- [Passage shown]
....
I grabbed some food (including a Premium Creamie) and stumbled out of the finish area. I kept moving for a few minutes before sitting on some steps at one of the buildings downtown. I felt absolutely terrible. I think I sat there for 20 minutes or so before gathering up the energy to get moving again. I made my way back to the race course and waited for Cyndi to come in. I tried to move around and prevent my legs from locking up too much. Rich arrived with the kids and we waited for Cyndi together. When she came in and all of us started cheering and encouraging her she got emotional and burst into tears. The kids didn’t quite understand, so I tried to explain to them that marathons are difficult and finally arriving at the finish line is both exhilarating and exhausting — emotionally and physically.
Cyndi and I were happy to be finished and it was fun to have the kids there with us. The Utah Valley Marathon put on a fun little 1k kids run after the marathon was over. All our kids participated and got medals and were thrilled. It was nice to be able to jog with them and loosen up a bit.
I was talking to another dad before the kids run. I still had my watch and heart rate monitor on and we started discussing GPS watches. We looked down at mine and my heart rate was still going over 100 BPM! It had been 1.5 or 2 hours since the race by this time, so this was pretty startling to me. I think my body wasn’t happy about what I’d done to it. We headed back to Rich’s house and after a welcome shower we enjoyed a nice burger with everyone at Five Guys. The guy taking Cyndi’s order heard we had run a marathon that day. “You ran a marathon today!? That’s awesome!” Many people take marathon running for granted, so we really appreciated his enthusiasm. We drove home to Idaho later that day after visiting one of Cyndi’s old college roommates.
Marathons can be great learning experiences, and the Utah Valley Marathon certainly taught me some lessons. Coming off two marathon PR’s I was over-confident. That may have contributed to an injury and certainly contributed to a huge bonk on race day. On the other hand, sometimes it’s interesting to experiment. Many people never test themselves and therefore never improve. I learned about pacing and that it really matters. I learned that I wasn’t quite ready for Boston and I had more work to do. Despite the misery of the last few miles, I’m excited for another challenge and I look forward to a better time another day.
....
- [Task instructions]
In the marathon account, could you condense the paragraph beginning "Marathons can be great learning experiences" into a short bulleted list that keeps its main facts? Use only the marathon account to respond; rely on nothing outside it.

- [Entries]
....
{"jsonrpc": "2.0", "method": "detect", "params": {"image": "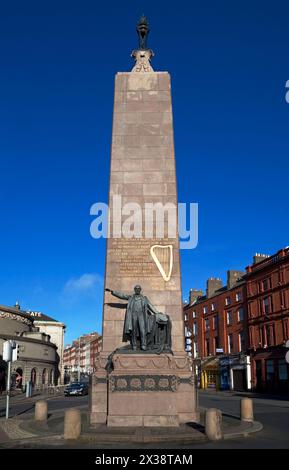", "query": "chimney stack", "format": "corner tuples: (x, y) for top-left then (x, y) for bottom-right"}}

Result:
(253, 253), (270, 264)
(189, 289), (204, 305)
(227, 269), (245, 289)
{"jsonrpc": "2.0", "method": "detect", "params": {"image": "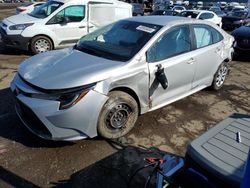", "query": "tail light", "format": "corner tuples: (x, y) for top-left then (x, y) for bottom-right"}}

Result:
(17, 8), (26, 12)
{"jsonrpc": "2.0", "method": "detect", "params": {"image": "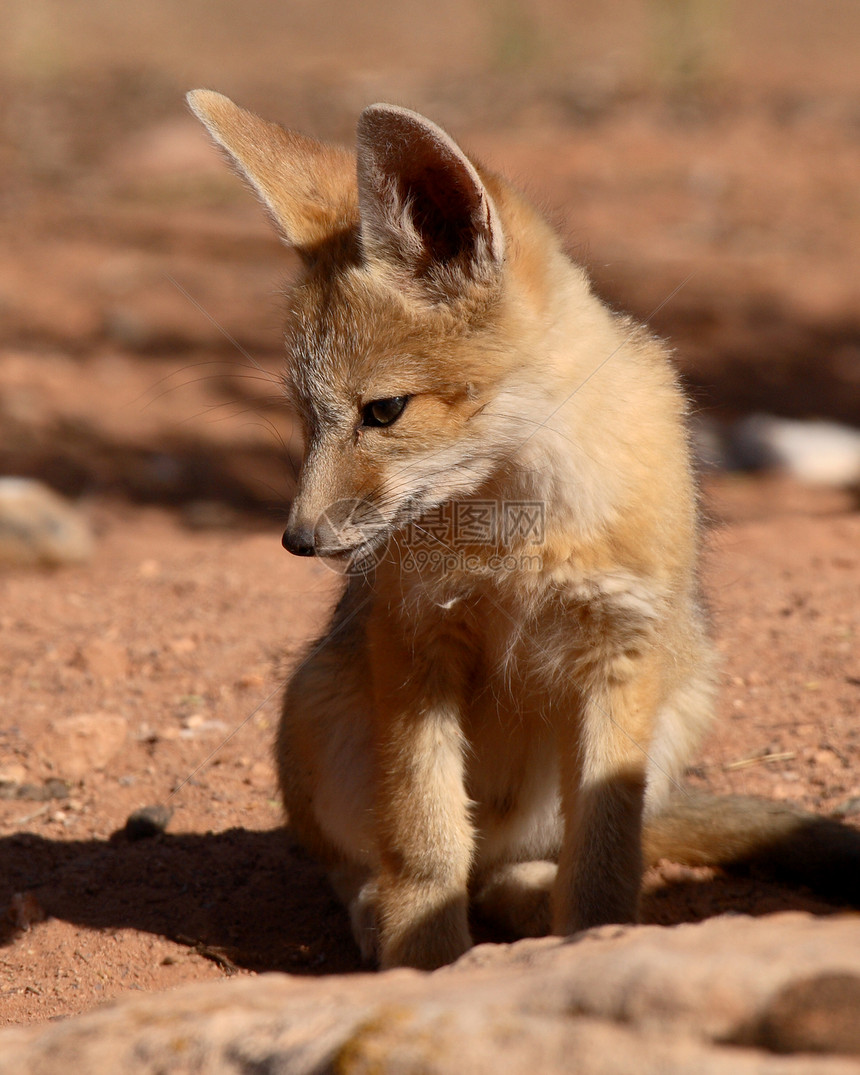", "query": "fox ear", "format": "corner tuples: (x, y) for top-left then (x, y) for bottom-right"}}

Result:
(186, 89), (358, 252)
(358, 104), (504, 288)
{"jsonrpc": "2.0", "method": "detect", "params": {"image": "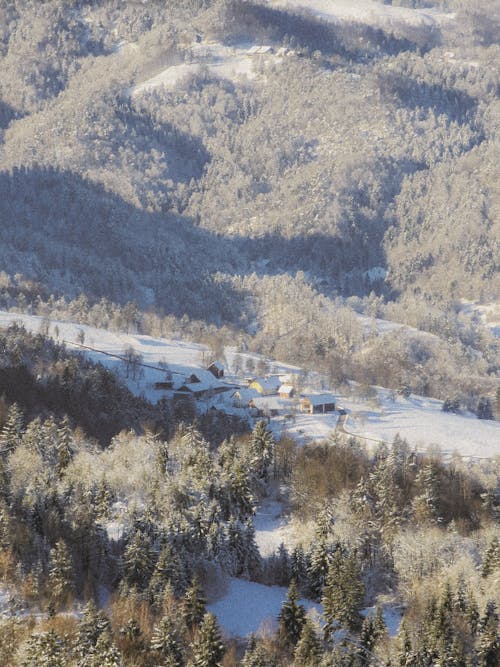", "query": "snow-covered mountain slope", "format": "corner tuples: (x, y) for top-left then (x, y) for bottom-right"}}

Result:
(269, 0), (454, 27)
(131, 42), (284, 95)
(0, 311), (500, 459)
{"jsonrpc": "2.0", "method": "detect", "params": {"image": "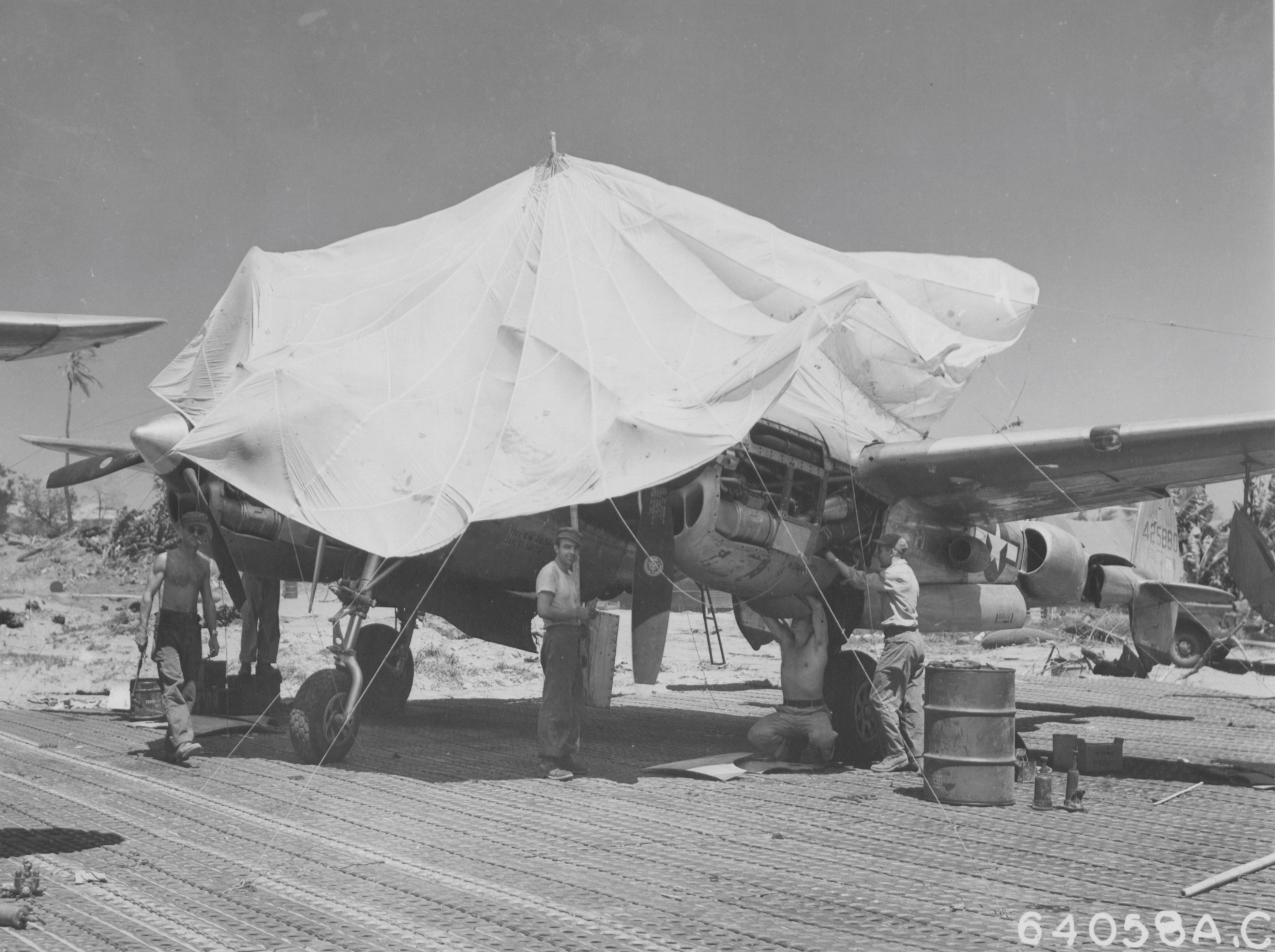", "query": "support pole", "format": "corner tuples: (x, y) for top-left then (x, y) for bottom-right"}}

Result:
(306, 535), (328, 612)
(336, 552), (381, 723)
....
- [Finished answer]
- Marathons can be great learning experiences, and the Utah Valley Marathon taught some lessons.
- After two marathon PRs, the runner was over-confident, which may have contributed to an injury and certainly contributed to a huge bonk on race day.
- Experimenting can be interesting; many people never test themselves and so never improve.
- Pacing really matters.
- The runner wasn't quite ready for Boston and had more work to do.
- Despite the misery of the last few miles, the runner is excited for another challenge and a better time another day.